• _Set task_
Copy every line of the items below that contains the word "metal", matching its capitalization exactly.

Items on finding named things
··········

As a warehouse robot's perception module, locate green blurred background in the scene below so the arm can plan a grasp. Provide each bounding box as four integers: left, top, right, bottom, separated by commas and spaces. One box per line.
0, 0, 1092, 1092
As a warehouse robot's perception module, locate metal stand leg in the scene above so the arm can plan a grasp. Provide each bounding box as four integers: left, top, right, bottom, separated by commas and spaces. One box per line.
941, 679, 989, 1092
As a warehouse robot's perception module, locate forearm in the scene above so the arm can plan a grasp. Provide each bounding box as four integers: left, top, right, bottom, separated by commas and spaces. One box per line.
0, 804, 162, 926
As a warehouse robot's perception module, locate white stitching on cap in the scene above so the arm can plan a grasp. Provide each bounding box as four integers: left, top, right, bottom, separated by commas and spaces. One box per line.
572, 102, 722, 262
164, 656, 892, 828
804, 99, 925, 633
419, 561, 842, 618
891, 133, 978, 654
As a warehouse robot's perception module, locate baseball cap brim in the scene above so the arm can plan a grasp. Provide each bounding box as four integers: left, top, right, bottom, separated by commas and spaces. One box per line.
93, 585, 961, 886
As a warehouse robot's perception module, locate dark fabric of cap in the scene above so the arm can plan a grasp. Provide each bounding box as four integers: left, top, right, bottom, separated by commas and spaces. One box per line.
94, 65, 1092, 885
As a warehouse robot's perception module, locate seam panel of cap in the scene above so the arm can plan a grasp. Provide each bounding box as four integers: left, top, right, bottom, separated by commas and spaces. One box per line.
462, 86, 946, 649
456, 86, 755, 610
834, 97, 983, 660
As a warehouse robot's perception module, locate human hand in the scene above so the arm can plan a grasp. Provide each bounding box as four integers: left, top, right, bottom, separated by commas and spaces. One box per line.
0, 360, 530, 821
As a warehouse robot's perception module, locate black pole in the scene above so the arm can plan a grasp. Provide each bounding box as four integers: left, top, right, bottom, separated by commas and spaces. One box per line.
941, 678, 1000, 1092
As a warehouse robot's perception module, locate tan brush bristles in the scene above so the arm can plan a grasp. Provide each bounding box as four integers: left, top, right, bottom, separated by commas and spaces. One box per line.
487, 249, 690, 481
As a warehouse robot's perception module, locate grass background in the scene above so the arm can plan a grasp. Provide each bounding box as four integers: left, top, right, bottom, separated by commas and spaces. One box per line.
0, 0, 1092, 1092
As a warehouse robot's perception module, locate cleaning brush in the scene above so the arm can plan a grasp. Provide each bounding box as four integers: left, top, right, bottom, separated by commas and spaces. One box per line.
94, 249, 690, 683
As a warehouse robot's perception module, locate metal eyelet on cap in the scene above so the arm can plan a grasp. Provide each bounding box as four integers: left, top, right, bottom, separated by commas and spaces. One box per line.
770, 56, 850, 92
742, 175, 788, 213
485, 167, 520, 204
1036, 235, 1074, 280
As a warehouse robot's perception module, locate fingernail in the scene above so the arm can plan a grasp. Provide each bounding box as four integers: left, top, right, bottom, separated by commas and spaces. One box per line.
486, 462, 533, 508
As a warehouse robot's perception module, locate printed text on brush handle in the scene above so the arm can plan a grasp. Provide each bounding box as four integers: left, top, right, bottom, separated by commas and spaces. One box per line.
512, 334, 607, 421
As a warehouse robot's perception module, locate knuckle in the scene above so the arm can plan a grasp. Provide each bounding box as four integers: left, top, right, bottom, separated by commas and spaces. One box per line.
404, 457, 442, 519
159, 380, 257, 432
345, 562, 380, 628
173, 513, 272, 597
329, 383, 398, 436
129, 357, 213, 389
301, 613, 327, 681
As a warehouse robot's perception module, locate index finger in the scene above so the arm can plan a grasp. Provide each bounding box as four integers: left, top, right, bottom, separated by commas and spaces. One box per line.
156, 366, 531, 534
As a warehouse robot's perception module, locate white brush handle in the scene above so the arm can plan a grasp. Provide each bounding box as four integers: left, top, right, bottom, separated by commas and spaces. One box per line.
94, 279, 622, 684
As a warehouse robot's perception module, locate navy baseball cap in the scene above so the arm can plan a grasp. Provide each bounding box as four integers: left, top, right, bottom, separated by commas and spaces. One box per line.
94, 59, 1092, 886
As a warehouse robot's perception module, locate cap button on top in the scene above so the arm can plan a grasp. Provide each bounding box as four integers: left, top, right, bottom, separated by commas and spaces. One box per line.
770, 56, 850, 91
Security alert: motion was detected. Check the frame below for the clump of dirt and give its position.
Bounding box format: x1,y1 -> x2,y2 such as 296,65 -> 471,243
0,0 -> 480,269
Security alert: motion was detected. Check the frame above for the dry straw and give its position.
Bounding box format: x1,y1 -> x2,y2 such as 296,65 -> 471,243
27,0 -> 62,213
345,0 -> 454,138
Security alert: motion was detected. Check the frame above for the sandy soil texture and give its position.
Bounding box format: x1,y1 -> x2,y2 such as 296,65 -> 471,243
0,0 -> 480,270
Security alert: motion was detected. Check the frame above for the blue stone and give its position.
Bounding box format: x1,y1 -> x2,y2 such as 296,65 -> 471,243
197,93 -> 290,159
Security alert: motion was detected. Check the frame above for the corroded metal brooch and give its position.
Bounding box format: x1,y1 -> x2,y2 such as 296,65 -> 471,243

··········

• _Solution for this task_
As a warehouse robot's perception module, locate metal stand leg in the scene above so the arm can plan a grasp. Provide each bounding box as four integers: left, top, right, bottom, separated by commas and spaces. One box per line.
As a warehouse robot's perception module, locate metal eyelet on cap in the scene above so the arm can plan a grasp. Provide each bounding box as four integers: left, top, right, bottom, separated by commas and spaces. One box per line.
Security alert: motion was detected. Check the frame above for the corroded metal brooch and give its position.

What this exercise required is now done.